== SUPPLIED DATA ==
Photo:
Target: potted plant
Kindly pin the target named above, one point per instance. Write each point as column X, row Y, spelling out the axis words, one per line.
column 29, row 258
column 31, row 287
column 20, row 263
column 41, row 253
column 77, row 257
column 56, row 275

== TASK REQUIREMENTS ==
Starting at the line that contains "Kindly pin the", write out every line through the last one in the data above, exactly as it stands.

== WRITTEN SOLUTION ==
Kindly pin the target named above, one point per instance. Write each point as column X, row Y, spelling out the axis words, one per line.
column 29, row 258
column 31, row 287
column 20, row 263
column 41, row 253
column 77, row 257
column 56, row 275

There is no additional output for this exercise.